» **STATED GOAL**
Change every "bounding box" in the data below to "box coordinates", and reproduce all of the data with nothing else altered.

» **RECORD LIST**
<<<<

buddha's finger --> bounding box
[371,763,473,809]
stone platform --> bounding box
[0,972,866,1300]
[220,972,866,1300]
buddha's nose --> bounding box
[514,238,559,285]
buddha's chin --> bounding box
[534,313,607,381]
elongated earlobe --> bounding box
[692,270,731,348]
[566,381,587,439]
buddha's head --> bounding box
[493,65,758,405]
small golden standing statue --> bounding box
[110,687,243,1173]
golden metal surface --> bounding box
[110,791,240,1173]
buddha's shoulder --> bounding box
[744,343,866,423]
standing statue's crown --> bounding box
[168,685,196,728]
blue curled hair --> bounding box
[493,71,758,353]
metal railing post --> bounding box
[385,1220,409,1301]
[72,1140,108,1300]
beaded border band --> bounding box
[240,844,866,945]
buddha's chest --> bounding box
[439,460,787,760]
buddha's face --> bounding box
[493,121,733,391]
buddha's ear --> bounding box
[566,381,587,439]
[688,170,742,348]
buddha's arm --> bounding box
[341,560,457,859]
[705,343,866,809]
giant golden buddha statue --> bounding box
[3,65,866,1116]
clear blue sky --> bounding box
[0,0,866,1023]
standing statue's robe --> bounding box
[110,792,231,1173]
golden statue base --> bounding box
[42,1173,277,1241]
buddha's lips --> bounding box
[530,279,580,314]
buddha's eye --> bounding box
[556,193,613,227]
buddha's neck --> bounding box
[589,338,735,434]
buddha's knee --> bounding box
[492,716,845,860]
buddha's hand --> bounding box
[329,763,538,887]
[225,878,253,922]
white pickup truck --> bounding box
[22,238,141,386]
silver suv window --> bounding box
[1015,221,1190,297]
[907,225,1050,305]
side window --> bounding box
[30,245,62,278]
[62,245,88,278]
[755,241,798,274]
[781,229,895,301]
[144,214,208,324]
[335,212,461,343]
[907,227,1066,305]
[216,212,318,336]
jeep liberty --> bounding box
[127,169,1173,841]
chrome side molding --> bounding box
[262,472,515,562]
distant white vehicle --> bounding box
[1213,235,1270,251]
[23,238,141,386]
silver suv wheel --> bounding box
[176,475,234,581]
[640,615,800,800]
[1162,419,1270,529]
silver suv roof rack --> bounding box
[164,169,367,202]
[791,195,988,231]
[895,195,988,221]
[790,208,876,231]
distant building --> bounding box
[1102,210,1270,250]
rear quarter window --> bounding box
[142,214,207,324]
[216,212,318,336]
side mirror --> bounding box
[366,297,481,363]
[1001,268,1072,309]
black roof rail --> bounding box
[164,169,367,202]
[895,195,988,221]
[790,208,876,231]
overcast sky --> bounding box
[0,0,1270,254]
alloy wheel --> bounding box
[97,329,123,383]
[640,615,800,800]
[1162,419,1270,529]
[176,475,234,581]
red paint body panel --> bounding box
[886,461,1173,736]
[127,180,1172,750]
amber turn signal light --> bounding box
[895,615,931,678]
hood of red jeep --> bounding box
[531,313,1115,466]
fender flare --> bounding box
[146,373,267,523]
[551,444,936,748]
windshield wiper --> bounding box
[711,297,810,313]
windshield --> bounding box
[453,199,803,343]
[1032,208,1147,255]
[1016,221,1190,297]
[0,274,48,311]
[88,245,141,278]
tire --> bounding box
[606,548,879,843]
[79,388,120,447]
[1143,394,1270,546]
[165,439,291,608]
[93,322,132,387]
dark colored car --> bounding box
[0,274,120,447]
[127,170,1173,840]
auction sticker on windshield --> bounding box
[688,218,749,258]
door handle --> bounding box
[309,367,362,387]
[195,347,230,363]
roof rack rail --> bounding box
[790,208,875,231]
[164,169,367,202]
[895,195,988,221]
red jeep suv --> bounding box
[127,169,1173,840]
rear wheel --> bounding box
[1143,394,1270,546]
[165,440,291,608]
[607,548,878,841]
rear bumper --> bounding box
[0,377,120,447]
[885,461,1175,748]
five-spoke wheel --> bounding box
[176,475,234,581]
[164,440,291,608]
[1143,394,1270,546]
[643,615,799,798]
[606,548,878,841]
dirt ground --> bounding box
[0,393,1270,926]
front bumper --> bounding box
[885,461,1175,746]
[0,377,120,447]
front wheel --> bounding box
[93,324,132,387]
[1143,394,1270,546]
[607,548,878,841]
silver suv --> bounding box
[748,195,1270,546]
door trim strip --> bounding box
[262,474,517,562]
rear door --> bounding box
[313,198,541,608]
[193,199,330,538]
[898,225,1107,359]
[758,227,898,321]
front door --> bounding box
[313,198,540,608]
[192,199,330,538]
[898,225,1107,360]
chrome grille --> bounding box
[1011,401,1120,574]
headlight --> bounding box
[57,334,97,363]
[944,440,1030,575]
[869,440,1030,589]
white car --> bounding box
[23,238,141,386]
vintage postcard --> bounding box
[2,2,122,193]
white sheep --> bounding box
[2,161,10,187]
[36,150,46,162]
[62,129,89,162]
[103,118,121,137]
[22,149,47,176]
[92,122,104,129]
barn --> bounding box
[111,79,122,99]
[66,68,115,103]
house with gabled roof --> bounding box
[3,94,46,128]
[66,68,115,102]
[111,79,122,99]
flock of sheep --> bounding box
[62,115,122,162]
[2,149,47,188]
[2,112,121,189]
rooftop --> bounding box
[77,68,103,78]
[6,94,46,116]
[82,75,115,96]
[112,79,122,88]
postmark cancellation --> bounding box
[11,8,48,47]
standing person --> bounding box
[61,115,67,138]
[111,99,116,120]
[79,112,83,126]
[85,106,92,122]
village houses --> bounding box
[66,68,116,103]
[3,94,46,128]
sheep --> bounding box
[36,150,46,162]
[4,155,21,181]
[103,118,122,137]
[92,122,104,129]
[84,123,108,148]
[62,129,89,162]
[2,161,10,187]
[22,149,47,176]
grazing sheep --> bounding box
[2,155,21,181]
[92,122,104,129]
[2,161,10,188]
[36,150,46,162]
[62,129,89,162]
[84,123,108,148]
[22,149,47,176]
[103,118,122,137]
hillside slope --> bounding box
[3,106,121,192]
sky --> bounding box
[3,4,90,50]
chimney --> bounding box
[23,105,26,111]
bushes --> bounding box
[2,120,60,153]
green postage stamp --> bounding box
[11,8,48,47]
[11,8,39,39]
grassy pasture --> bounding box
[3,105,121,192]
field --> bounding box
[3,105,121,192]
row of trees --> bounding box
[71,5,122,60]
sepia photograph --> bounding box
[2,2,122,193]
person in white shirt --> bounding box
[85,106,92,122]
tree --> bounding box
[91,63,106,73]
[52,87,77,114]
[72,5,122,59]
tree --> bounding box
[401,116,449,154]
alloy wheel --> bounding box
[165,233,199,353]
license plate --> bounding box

>>>>

» **EXERCISE RESULT**
buddha's finger --> box coordinates
[371,763,473,809]
stone platform --> box coordinates
[0,972,866,1300]
[220,972,866,1300]
buddha's nose --> box coordinates
[514,238,559,285]
buddha's chin --> box coordinates
[534,313,607,381]
elongated earlobe --> box coordinates
[692,270,731,348]
[566,381,587,439]
buddha's head --> box coordinates
[493,65,758,405]
small golden standing statue --> box coordinates
[110,687,243,1173]
golden metal surface --> box coordinates
[110,791,240,1173]
buddha's shoulder --> box coordinates
[744,343,866,423]
standing statue's crown --> box coordinates
[168,685,196,728]
blue curled hair --> box coordinates
[493,71,758,353]
metal railing post --> box coordinates
[385,1220,409,1301]
[72,1140,108,1300]
beaded border band --> box coordinates
[240,844,866,945]
buddha's chest --> box coordinates
[439,460,787,760]
buddha's face --> box coordinates
[493,121,733,391]
buddha's ear --> box coordinates
[566,381,587,439]
[688,170,742,348]
buddha's arm --> box coordinates
[341,560,457,859]
[705,343,866,809]
giant golden buddha statue --> box coordinates
[3,65,866,1116]
clear blue sky --> box coordinates
[0,0,866,1023]
standing statue's robe --> box coordinates
[110,792,231,1173]
golden statue base --> box coordinates
[42,1173,277,1241]
buddha's lips --> box coordinates
[530,279,580,314]
buddha's eye --> box coordinates
[556,193,613,227]
buddha's neck --> box coordinates
[589,338,735,434]
buddha's knee --> box coordinates
[492,716,845,860]
buddha's hand --> box coordinates
[329,763,538,887]
[225,878,253,922]
white pickup truck --> box coordinates
[22,238,141,386]
silver suv window --> box coordinates
[1015,221,1190,297]
[907,225,1050,305]
side window --> box coordinates
[30,245,62,278]
[62,245,88,278]
[755,241,798,274]
[781,229,895,301]
[144,214,208,324]
[335,212,461,343]
[907,227,1066,305]
[216,212,318,336]
jeep liberty --> box coordinates
[127,169,1173,841]
chrome side molding --> box coordinates
[262,472,515,562]
distant white vehicle --> box coordinates
[1213,235,1270,251]
[23,238,141,386]
silver suv wheel --> box coordinates
[176,475,234,581]
[640,615,800,800]
[1162,419,1270,529]
silver suv roof rack --> box coordinates
[164,169,367,202]
[791,195,988,231]
[895,195,988,221]
[790,208,876,231]
distant building --> box coordinates
[1102,210,1270,250]
rear quarter window --> box coordinates
[142,214,207,324]
[216,212,318,336]
side mirror --> box coordinates
[366,297,481,363]
[1001,268,1072,309]
black roof rail --> box coordinates
[164,169,367,202]
[895,195,988,221]
[790,208,876,231]
overcast sky --> box coordinates
[0,0,1270,254]
alloy wheel --> box coordinates
[97,329,123,383]
[640,615,800,800]
[1162,419,1270,529]
[176,475,234,581]
red paint body panel --> box coordinates
[886,461,1173,736]
[127,180,1172,750]
amber turn signal light --> box coordinates
[895,615,931,678]
hood of red jeep --> box coordinates
[531,313,1115,466]
fender flare --> box coordinates
[146,373,267,523]
[551,444,936,748]
windshield wiper --> box coordinates
[711,297,810,313]
windshield --> box coordinates
[453,199,803,343]
[1032,208,1147,255]
[1016,221,1190,297]
[0,274,48,311]
[88,245,141,278]
tire --> box coordinates
[606,548,879,843]
[79,388,120,447]
[1143,394,1270,546]
[165,439,291,608]
[93,322,132,387]
dark colored car --> box coordinates
[0,274,120,447]
[127,170,1173,840]
auction sticker on windshield --> box coordinates
[688,218,749,258]
door handle --> box coordinates
[309,367,362,387]
[195,347,230,363]
roof rack rail --> box coordinates
[790,208,875,231]
[164,169,367,202]
[895,195,988,221]
red jeep suv --> box coordinates
[127,169,1173,840]
rear wheel --> box coordinates
[1143,394,1270,546]
[165,440,291,608]
[607,548,878,841]
rear bumper --> box coordinates
[0,377,120,447]
[885,461,1175,748]
five-spoke wheel --> box coordinates
[176,475,234,581]
[164,440,291,608]
[1143,394,1270,546]
[643,615,799,798]
[606,548,878,841]
dirt ground --> box coordinates
[0,393,1270,926]
front bumper --> box coordinates
[885,461,1175,746]
[0,377,120,447]
front wheel --> box coordinates
[93,324,132,387]
[1143,394,1270,546]
[607,548,878,841]
silver suv --> box coordinates
[748,195,1270,546]
door trim strip --> box coordinates
[262,474,517,562]
rear door --> box coordinates
[313,198,541,608]
[193,199,330,538]
[898,225,1107,359]
[758,227,898,321]
front door --> box coordinates
[313,198,540,608]
[192,199,330,538]
[898,225,1107,360]
chrome grille --> box coordinates
[1011,401,1120,574]
headlight --> box coordinates
[57,334,97,363]
[944,440,1030,575]
[869,440,1030,589]
white car --> box coordinates
[23,238,141,386]
vintage postcard --> box coordinates
[2,2,122,193]
white sheep --> box coordinates
[2,161,10,187]
[36,150,46,162]
[62,129,89,162]
[103,118,121,137]
[22,149,47,176]
[92,122,104,129]
barn --> box coordinates
[111,79,122,99]
[66,68,115,103]
house with gabled roof --> box coordinates
[3,94,46,128]
[66,68,115,102]
[111,79,122,99]
flock of sheep --> box coordinates
[62,115,122,162]
[2,149,47,188]
[2,112,121,189]
rooftop --> box coordinates
[77,68,103,78]
[6,94,46,116]
[82,75,115,96]
[112,79,122,88]
postmark cancellation --> box coordinates
[11,8,48,47]
standing person --> box coordinates
[61,115,67,138]
[111,99,116,120]
[79,112,83,126]
[85,106,92,122]
village houses --> box coordinates
[66,68,116,103]
[3,94,46,128]
sheep --> box coordinates
[36,150,46,162]
[4,155,21,181]
[103,118,122,137]
[92,122,104,129]
[84,123,108,148]
[62,129,89,162]
[2,161,10,187]
[22,149,47,176]
grazing sheep --> box coordinates
[2,155,21,181]
[92,122,104,129]
[2,161,10,188]
[36,150,46,162]
[62,129,89,162]
[84,123,108,148]
[22,149,47,176]
[103,118,122,137]
hillside slope --> box coordinates
[3,106,121,192]
sky --> box coordinates
[3,4,90,50]
chimney --> box coordinates
[23,105,26,111]
bushes --> box coordinates
[2,120,60,153]
green postage stamp --> box coordinates
[11,8,48,47]
[11,8,39,39]
grassy pasture --> box coordinates
[3,105,121,192]
field --> box coordinates
[3,105,121,192]
row of trees --> box coordinates
[71,5,122,60]
sepia photograph --> box coordinates
[2,2,122,193]
person in white shirt --> box coordinates
[85,106,92,122]
tree --> box coordinates
[91,63,106,73]
[52,87,77,114]
[72,5,122,59]
tree --> box coordinates
[401,116,449,154]
alloy wheel --> box coordinates
[165,233,199,353]
license plate --> box coordinates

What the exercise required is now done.